— begin —

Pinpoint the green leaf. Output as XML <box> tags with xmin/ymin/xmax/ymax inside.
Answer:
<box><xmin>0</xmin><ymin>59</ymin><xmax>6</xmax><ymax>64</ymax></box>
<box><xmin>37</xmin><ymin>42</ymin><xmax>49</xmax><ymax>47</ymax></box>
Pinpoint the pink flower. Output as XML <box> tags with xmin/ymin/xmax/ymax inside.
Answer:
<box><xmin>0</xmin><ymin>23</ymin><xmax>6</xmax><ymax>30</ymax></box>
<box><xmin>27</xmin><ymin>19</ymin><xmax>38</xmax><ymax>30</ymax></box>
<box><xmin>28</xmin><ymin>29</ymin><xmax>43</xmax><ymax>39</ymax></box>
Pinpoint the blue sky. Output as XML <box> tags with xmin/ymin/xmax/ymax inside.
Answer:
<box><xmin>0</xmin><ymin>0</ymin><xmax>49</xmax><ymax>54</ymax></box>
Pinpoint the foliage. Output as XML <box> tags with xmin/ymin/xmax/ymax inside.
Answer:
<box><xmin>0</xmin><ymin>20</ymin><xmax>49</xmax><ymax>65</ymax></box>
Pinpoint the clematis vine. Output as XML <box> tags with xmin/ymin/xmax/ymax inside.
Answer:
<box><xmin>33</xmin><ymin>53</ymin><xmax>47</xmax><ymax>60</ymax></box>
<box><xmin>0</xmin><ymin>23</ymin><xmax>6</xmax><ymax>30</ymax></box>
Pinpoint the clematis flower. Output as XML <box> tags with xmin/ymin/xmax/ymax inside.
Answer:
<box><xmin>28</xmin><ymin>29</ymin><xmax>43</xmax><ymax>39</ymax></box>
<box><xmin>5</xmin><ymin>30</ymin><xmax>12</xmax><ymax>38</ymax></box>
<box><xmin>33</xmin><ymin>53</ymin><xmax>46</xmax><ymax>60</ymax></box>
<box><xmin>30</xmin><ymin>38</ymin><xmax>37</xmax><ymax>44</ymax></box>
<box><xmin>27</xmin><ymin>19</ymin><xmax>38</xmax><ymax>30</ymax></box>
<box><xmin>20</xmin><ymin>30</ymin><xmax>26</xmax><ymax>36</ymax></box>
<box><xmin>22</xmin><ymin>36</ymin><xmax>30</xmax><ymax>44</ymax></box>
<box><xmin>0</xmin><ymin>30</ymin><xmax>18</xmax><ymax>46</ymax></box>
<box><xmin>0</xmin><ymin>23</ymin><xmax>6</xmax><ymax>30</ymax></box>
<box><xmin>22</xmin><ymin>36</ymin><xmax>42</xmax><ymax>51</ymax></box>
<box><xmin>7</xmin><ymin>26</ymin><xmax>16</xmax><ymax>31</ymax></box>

— end —

> **Written task**: Please copy out the entries word for word, starting at the line that contains "Pinpoint the foliage." and continuing through the final line of the entries, with both of those lines included.

> **Written response**:
Pinpoint the foliage. Output as XML <box> tags with xmin/ymin/xmax/ymax inside.
Answer:
<box><xmin>0</xmin><ymin>20</ymin><xmax>49</xmax><ymax>65</ymax></box>
Pinpoint the clematis vine. Output as XML <box> tags with xmin/ymin/xmax/ymax inside.
Answer:
<box><xmin>33</xmin><ymin>53</ymin><xmax>47</xmax><ymax>60</ymax></box>
<box><xmin>0</xmin><ymin>23</ymin><xmax>6</xmax><ymax>30</ymax></box>
Pinpoint the clematis flower. Output as XML <box> tags with xmin/ymin/xmax/ymax inside.
Answer:
<box><xmin>28</xmin><ymin>29</ymin><xmax>43</xmax><ymax>39</ymax></box>
<box><xmin>5</xmin><ymin>30</ymin><xmax>12</xmax><ymax>38</ymax></box>
<box><xmin>33</xmin><ymin>53</ymin><xmax>46</xmax><ymax>60</ymax></box>
<box><xmin>30</xmin><ymin>38</ymin><xmax>37</xmax><ymax>44</ymax></box>
<box><xmin>27</xmin><ymin>19</ymin><xmax>38</xmax><ymax>30</ymax></box>
<box><xmin>20</xmin><ymin>30</ymin><xmax>26</xmax><ymax>36</ymax></box>
<box><xmin>22</xmin><ymin>36</ymin><xmax>30</xmax><ymax>44</ymax></box>
<box><xmin>0</xmin><ymin>30</ymin><xmax>18</xmax><ymax>46</ymax></box>
<box><xmin>0</xmin><ymin>23</ymin><xmax>6</xmax><ymax>30</ymax></box>
<box><xmin>22</xmin><ymin>36</ymin><xmax>42</xmax><ymax>51</ymax></box>
<box><xmin>7</xmin><ymin>26</ymin><xmax>16</xmax><ymax>31</ymax></box>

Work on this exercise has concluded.